◆ **Texte source**:
# Suppression de fichiers photos



## Pimousseu (25 Mai 2018)

Bonjour,

Lorsque je prends des photos avec mon boitier, 2 fichiers sont enregistrés sur ma carte :
1 fichier en .raw qui correspond au fichier brut
1 fichier en .jpg qui me sert pour les transfert aux amis, Facebook et consort

Lors de l'import via le logiciel de gestion photos Lightroom, trois fichiers sont déposés sur mon mac :
1 fichier horodaté en .raw qui correspond au fichier brut que je vais traiter
1 fichier horodaté en .xmp qui correspond au traitement que je fais subir au fichier brut
et enfin 1 fichier horodaté en .jpg qui correspond au fichier photo classique

Screenshot




Je souhaite pouvoir supprimer ou identifier par un tag couleur dans les dossiers où sont stockés mes fichiers photos les .jpg si 3 fichiers on la même structure de nommage (ex : 15-05-2018 - 22 43 07) mais pas les mêmes extensions.

◆ **Lignes de données**:
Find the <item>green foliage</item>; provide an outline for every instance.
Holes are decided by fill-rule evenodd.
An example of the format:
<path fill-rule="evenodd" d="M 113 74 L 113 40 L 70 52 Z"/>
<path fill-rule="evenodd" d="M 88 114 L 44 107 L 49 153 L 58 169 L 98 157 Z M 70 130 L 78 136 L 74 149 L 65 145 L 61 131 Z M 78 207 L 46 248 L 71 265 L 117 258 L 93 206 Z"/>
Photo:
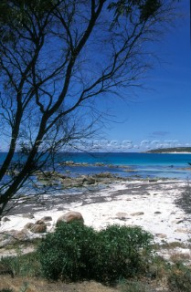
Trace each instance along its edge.
<path fill-rule="evenodd" d="M 15 276 L 37 276 L 40 273 L 40 265 L 36 253 L 22 255 L 18 252 L 16 256 L 2 257 L 0 264 L 6 266 Z"/>
<path fill-rule="evenodd" d="M 122 279 L 119 283 L 122 292 L 149 292 L 147 286 L 141 281 L 128 281 Z"/>
<path fill-rule="evenodd" d="M 96 232 L 79 223 L 61 224 L 37 253 L 47 278 L 111 282 L 145 271 L 151 239 L 140 227 L 113 225 Z"/>
<path fill-rule="evenodd" d="M 111 225 L 99 233 L 96 279 L 112 281 L 145 270 L 152 235 L 141 227 Z"/>
<path fill-rule="evenodd" d="M 43 275 L 52 279 L 90 277 L 96 240 L 96 232 L 82 224 L 58 224 L 37 250 Z"/>
<path fill-rule="evenodd" d="M 168 287 L 173 292 L 191 291 L 191 271 L 182 263 L 176 263 L 172 266 L 168 276 Z"/>

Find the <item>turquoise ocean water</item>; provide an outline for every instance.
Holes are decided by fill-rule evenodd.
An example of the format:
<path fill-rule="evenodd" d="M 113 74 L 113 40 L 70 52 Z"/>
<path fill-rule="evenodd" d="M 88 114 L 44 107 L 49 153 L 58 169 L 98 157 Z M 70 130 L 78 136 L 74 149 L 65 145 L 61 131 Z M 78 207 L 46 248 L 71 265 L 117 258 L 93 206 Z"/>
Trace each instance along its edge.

◆ **Consigne rédigée**:
Prolongez la discussion de forum sur la suppression des fichiers photos en .jpg importés avec Lightroom, en repartant juste après sa dernière phrase.

◆ **Réponse à la consigne**:
Pour le moment je fais cela régulièrement a l'oeil, mais c'est pénible.


----------



## r e m y (25 Mai 2018)

Si tu tries l'affichage du Finder par type, ça doit être assez rapide de sélectionner le premier fichier jpg, puis le dernier et de tous leur coller une étiquette de couleur en 1 seule fois.


----------



## zeltron54 (25 Mai 2018)

@remy

Je pense qu' il veut seulement tagger ou déplacer les fichiers JPG qui ont un fichier de même nom avec extension raf.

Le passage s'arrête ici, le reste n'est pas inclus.